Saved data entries
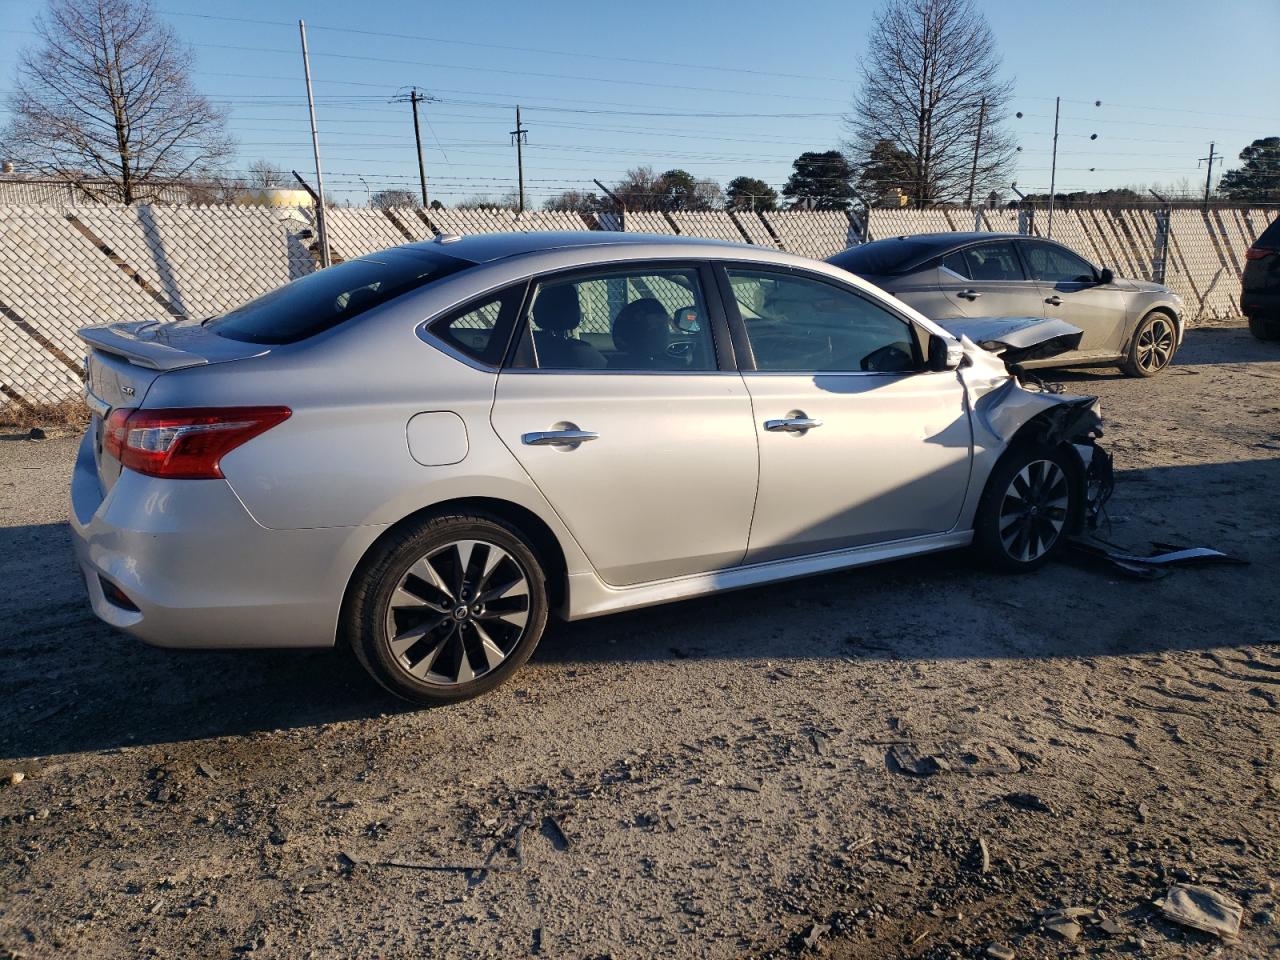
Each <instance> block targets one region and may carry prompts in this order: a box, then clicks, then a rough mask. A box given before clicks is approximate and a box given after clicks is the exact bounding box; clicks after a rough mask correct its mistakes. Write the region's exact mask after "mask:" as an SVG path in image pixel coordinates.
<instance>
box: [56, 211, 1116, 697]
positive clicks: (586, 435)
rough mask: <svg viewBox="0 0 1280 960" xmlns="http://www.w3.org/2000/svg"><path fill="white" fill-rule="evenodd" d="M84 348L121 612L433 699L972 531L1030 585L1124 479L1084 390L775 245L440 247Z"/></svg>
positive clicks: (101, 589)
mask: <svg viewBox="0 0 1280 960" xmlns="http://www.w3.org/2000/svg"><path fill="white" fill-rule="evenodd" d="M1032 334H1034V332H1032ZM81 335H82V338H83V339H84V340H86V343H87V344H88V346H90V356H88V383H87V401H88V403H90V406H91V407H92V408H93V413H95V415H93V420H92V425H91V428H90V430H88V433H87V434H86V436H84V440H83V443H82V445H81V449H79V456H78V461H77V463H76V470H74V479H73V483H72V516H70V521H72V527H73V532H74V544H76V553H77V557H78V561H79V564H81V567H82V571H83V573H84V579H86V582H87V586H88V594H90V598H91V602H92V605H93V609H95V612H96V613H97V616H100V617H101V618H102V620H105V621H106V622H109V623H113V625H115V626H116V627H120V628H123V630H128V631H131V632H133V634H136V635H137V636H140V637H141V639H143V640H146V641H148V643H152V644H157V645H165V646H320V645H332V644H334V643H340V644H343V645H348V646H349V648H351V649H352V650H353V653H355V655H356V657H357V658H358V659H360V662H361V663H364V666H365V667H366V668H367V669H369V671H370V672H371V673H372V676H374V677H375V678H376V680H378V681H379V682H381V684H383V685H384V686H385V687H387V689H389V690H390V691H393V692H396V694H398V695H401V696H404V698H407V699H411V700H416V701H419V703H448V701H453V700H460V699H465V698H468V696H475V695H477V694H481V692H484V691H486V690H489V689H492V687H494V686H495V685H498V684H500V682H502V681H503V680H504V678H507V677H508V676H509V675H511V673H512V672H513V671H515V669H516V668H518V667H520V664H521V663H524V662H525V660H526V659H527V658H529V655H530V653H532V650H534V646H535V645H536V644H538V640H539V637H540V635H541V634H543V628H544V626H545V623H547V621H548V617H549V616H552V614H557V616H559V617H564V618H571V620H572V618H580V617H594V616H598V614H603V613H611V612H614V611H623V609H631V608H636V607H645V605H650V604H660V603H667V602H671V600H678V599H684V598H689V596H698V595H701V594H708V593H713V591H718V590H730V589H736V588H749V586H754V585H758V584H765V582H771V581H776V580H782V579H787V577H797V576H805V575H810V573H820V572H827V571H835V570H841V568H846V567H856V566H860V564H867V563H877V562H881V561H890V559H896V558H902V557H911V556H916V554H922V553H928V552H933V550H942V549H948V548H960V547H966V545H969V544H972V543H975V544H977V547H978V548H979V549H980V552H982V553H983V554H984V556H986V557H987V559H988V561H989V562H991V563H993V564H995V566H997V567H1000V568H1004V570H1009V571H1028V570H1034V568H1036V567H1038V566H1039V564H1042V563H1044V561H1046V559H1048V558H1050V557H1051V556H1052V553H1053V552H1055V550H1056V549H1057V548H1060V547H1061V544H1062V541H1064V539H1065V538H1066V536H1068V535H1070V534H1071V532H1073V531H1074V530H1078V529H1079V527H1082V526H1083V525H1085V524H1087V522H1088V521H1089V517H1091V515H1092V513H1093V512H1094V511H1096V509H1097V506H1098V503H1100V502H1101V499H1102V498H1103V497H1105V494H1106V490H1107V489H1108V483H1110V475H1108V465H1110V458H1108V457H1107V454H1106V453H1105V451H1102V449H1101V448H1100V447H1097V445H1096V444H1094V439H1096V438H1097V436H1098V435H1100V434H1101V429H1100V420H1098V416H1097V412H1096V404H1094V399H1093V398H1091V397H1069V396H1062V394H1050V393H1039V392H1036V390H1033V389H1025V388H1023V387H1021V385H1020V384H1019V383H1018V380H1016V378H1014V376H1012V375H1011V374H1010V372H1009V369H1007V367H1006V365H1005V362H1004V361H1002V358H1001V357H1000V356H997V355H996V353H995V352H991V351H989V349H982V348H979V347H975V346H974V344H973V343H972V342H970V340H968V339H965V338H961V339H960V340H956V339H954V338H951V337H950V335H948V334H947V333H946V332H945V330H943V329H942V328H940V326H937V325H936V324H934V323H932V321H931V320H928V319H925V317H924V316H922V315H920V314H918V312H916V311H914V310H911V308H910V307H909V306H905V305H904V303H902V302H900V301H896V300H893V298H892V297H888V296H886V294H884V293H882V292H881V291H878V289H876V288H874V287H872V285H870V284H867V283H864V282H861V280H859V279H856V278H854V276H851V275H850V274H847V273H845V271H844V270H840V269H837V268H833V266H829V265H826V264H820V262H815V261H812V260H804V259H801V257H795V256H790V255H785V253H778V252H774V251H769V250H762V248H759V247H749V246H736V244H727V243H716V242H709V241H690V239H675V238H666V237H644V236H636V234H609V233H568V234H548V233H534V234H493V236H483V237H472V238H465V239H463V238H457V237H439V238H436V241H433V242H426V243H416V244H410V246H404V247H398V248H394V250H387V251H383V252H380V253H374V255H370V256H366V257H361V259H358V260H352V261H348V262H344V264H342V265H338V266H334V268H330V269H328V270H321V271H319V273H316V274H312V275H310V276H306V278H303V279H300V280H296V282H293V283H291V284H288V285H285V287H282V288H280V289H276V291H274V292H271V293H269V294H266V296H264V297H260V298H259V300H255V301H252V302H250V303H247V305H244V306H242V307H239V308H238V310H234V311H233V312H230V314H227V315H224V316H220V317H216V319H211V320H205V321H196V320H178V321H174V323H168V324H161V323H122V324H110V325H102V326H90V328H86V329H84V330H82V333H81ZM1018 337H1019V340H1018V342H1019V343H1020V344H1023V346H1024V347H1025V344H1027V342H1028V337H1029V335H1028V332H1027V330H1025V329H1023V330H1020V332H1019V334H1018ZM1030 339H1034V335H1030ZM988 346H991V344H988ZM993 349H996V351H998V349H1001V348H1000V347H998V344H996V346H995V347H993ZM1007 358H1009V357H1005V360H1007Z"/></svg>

--

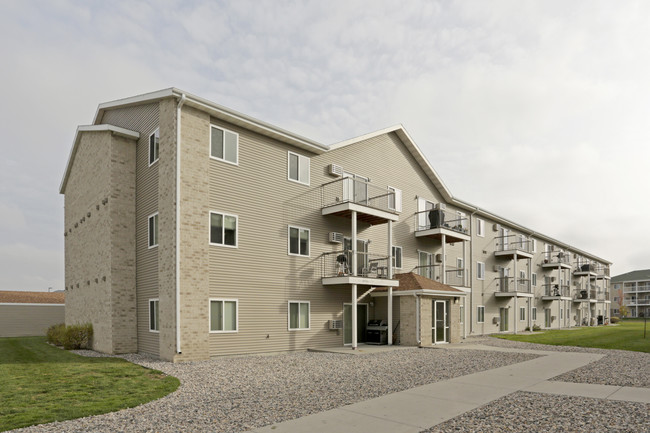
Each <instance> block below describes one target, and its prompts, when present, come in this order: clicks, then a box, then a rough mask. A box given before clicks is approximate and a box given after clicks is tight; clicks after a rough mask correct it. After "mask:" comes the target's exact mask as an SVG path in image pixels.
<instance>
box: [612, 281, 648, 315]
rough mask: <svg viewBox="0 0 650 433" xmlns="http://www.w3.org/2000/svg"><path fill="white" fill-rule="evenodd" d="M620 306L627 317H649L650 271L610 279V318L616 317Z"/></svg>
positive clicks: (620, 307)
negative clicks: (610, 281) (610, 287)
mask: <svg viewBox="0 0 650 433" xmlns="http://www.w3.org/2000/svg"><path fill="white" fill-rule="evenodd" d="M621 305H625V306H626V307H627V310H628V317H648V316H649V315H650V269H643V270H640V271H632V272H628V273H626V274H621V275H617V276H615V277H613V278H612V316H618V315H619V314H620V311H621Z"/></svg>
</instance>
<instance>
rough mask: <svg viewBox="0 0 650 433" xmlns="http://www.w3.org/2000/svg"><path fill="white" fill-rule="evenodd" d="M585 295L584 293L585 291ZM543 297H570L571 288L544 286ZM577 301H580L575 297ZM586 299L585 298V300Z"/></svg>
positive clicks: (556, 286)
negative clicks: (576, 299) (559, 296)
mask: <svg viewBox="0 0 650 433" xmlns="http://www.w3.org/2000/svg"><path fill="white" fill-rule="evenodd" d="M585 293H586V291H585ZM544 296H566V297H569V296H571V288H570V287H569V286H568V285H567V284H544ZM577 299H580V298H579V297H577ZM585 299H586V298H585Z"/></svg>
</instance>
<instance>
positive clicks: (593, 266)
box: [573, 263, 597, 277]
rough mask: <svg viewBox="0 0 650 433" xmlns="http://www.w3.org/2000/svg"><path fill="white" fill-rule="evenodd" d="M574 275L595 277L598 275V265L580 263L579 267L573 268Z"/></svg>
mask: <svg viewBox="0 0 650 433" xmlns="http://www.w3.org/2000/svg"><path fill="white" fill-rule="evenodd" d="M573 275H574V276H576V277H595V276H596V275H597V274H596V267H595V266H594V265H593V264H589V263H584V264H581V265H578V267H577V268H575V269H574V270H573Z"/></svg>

**Required action**
Print again the lines of the entries above that fall between the line holding "box: [612, 281, 648, 315]" and the line holding "box: [573, 263, 597, 277]", inclusive, exactly as they stand.

**Problem solution**
box: [612, 281, 648, 315]
rough mask: <svg viewBox="0 0 650 433" xmlns="http://www.w3.org/2000/svg"><path fill="white" fill-rule="evenodd" d="M620 306L627 317H649L650 271L610 279V318L616 317Z"/></svg>
positive clicks: (620, 307)
negative clicks: (610, 281) (610, 287)
mask: <svg viewBox="0 0 650 433" xmlns="http://www.w3.org/2000/svg"><path fill="white" fill-rule="evenodd" d="M621 305H625V306H626V307H627V310H628V317H648V316H649V315H650V269H643V270H640V271H632V272H628V273H626V274H621V275H617V276H615V277H613V278H612V316H618V315H619V314H620V311H621Z"/></svg>
</instance>
<instance>
rough mask: <svg viewBox="0 0 650 433" xmlns="http://www.w3.org/2000/svg"><path fill="white" fill-rule="evenodd" d="M585 295L584 293L585 291ZM543 297H570L571 288L544 286ZM577 301H580L575 297ZM586 299L585 298V300Z"/></svg>
positive clicks: (556, 286)
negative clicks: (576, 299) (559, 296)
mask: <svg viewBox="0 0 650 433" xmlns="http://www.w3.org/2000/svg"><path fill="white" fill-rule="evenodd" d="M585 293H586V291H585ZM544 296H566V297H569V296H571V288H570V287H569V286H568V285H567V284H544ZM577 299H580V298H579V297H577ZM585 299H586V298H585Z"/></svg>
</instance>
<instance>
positive clicks: (593, 266)
box: [573, 263, 597, 277]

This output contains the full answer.